Can you put the lines below into a numbered list, skipping blank lines and leaving out the pictures?

######

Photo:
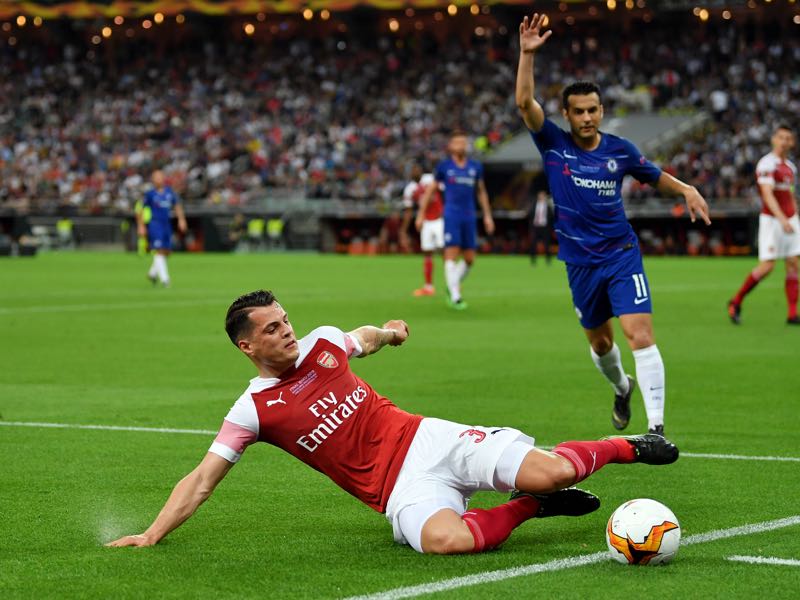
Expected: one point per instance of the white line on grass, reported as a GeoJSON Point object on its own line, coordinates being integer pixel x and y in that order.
{"type": "Point", "coordinates": [209, 432]}
{"type": "Point", "coordinates": [108, 427]}
{"type": "Point", "coordinates": [563, 563]}
{"type": "Point", "coordinates": [765, 560]}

######

CORRECT RESULT:
1. Photo:
2. Expected: one point per instance of the white line on grass, reported as a GeoJSON Point object on its own line, coordinates being integer pixel x and y in that order.
3. {"type": "Point", "coordinates": [209, 432]}
4. {"type": "Point", "coordinates": [108, 427]}
5. {"type": "Point", "coordinates": [563, 563]}
6. {"type": "Point", "coordinates": [765, 560]}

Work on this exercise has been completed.